[GIVEN DATA]
** begin **
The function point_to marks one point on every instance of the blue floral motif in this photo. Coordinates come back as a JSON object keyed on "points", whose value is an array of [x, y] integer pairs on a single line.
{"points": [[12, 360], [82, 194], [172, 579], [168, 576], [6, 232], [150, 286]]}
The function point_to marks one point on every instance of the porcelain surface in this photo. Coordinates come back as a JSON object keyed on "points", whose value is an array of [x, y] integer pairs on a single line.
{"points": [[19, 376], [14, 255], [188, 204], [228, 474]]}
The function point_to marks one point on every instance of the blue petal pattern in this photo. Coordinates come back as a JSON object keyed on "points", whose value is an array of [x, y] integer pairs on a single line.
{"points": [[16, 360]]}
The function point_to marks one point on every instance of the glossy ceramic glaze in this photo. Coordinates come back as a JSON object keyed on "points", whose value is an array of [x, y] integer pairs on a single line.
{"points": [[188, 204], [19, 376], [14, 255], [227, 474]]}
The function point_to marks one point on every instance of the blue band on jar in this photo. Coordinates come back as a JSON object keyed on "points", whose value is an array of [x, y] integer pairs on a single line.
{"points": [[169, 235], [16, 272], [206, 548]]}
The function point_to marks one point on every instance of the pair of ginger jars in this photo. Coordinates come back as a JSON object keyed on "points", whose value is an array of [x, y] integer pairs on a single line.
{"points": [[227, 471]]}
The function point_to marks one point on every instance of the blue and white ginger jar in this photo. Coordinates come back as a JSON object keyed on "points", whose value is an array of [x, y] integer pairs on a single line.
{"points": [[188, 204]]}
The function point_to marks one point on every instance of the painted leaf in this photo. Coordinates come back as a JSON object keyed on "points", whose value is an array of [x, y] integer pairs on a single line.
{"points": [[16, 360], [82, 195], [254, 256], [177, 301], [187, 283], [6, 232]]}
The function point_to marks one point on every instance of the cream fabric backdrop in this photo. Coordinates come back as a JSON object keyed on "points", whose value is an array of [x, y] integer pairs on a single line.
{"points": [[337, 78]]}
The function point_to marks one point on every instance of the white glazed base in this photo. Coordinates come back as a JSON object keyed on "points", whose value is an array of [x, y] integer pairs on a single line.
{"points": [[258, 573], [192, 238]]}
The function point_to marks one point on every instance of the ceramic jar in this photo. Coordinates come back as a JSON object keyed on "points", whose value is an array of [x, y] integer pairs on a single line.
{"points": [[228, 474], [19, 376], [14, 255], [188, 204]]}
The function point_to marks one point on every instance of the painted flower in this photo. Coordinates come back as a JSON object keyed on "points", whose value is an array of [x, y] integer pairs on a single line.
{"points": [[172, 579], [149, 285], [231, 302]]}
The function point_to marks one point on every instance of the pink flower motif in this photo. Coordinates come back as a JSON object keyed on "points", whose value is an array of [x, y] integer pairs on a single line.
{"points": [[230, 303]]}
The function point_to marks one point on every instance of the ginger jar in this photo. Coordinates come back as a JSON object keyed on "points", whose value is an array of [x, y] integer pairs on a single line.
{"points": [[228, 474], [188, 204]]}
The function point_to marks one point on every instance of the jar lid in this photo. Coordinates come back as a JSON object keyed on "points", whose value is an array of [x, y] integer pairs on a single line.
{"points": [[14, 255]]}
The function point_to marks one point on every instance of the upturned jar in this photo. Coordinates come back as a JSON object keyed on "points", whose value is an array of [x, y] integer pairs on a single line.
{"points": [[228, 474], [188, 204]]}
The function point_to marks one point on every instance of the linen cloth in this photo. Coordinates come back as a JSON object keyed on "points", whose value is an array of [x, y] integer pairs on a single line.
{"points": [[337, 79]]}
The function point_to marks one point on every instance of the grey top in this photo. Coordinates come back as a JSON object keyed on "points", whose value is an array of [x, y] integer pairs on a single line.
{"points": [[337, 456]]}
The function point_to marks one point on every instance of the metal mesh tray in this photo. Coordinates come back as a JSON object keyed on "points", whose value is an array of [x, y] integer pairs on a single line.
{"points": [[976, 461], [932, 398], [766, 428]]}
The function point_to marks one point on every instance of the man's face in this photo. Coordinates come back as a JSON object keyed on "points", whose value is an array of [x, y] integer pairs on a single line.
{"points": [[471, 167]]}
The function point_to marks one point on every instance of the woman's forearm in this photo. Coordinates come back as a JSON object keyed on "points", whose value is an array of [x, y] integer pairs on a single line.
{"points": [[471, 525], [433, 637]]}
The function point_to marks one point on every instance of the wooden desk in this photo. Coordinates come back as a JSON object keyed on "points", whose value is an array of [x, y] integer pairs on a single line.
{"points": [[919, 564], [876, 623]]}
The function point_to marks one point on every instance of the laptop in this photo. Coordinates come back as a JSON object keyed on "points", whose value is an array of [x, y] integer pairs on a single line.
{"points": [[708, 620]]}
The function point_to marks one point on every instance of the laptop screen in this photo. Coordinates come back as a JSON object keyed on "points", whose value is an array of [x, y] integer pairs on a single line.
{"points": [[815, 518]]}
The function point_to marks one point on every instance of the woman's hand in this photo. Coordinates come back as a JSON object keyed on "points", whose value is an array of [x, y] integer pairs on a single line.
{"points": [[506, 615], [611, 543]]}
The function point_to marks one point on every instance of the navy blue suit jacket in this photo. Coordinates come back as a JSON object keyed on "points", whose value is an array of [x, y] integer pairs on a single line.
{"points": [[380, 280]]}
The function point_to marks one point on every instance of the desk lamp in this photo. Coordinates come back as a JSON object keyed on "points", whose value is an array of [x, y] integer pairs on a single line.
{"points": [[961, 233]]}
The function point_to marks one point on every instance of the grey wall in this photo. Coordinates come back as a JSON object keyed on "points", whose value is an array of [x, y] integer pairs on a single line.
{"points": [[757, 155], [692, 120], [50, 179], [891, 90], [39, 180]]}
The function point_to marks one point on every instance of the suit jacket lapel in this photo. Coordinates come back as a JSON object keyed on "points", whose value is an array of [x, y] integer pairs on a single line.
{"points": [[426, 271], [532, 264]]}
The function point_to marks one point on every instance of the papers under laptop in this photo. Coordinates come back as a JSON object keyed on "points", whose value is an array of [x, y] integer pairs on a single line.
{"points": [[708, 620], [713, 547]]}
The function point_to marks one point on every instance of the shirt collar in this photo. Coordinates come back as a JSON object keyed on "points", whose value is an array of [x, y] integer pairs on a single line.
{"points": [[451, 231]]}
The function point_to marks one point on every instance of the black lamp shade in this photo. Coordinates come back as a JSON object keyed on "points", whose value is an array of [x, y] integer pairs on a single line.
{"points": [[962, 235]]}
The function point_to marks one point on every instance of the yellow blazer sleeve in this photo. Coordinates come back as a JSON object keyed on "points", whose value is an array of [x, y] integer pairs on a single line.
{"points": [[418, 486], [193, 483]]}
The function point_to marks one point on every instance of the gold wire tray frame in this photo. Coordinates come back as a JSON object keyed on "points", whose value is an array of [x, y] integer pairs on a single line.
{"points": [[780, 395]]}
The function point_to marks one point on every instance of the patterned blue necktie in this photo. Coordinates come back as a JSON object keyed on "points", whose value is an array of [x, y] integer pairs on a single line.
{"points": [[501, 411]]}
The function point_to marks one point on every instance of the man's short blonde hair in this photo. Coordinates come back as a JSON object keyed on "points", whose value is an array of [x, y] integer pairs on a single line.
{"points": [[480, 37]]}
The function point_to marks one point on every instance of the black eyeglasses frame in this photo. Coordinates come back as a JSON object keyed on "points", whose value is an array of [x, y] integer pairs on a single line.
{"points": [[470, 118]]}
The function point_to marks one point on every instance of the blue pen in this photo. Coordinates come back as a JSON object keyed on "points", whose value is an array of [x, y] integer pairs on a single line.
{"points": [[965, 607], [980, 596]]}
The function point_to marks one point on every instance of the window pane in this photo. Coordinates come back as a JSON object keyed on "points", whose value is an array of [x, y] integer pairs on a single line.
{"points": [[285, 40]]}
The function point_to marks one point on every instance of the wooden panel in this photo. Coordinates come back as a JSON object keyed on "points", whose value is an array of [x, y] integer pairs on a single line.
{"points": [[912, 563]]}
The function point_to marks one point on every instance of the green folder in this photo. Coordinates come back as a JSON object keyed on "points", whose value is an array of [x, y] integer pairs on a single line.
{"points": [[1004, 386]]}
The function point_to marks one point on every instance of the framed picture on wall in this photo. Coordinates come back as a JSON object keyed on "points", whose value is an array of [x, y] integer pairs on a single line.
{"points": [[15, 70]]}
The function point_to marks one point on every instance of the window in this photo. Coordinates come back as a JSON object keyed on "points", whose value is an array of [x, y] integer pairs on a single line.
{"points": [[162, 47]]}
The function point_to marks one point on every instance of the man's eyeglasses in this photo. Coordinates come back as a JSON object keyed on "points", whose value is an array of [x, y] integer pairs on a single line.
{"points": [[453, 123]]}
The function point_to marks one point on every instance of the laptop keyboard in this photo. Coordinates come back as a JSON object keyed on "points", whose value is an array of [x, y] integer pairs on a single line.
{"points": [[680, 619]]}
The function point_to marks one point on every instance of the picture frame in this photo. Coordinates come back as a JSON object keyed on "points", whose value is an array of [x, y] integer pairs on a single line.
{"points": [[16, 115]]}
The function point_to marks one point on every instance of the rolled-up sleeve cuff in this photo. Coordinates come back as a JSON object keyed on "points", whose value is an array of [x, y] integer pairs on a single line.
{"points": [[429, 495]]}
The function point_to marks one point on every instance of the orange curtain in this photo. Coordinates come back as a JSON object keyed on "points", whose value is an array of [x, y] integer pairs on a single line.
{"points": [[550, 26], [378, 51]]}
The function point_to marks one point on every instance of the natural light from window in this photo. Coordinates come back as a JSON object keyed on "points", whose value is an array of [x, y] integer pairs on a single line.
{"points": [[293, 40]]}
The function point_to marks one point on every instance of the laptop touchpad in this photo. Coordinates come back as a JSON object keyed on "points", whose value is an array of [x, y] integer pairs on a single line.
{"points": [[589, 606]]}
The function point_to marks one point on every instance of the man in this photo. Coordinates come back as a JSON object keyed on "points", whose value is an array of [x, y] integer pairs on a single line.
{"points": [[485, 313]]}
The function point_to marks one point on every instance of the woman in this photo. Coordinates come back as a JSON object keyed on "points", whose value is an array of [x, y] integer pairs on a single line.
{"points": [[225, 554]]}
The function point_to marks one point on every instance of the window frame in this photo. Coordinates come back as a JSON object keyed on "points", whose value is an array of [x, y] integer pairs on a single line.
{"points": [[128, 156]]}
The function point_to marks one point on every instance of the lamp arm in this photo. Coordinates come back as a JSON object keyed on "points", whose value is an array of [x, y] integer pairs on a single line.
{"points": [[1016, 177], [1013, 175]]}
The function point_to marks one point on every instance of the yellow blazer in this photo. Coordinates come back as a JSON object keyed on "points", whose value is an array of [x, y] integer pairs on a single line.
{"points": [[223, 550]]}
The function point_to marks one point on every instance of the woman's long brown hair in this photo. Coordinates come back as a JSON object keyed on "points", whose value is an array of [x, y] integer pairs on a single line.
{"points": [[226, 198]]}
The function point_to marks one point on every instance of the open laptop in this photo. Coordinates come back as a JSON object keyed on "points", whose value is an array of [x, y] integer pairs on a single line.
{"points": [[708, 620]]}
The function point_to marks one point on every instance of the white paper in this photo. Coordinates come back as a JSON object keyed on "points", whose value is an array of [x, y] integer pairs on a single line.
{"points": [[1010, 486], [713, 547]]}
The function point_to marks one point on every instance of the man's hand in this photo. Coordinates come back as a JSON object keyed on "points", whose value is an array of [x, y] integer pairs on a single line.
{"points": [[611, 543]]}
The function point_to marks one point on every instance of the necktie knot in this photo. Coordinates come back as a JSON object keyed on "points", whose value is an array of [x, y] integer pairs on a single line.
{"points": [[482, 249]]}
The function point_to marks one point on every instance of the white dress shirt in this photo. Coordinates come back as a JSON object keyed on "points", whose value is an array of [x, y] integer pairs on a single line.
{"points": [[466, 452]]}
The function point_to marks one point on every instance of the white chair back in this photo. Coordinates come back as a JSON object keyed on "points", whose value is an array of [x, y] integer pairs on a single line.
** end **
[JOB]
From the line containing "of the necktie" down to the last line, reproduce the records exactly. Include both ends.

[ANSWER TO THIS EXERCISE]
The function point_to marks one point on every instance of the necktie knot in this photo. Coordinates come back as a JSON object keyed on "points", whose value is an array of [x, y] integer pairs on a single line.
{"points": [[482, 249]]}
The function point_to marks one point on every instance of the white dress shirt in this photo. Coordinates come back as a JSON object keyed on "points", whose value is an array of [x, y] integer pairs on a single line.
{"points": [[466, 452]]}
The function point_to marks one point on every instance of the white chair back in this photo. Coordinates come back as a JSON object keyed on "points", whose value is an array of [x, y] integer pairs on a single line.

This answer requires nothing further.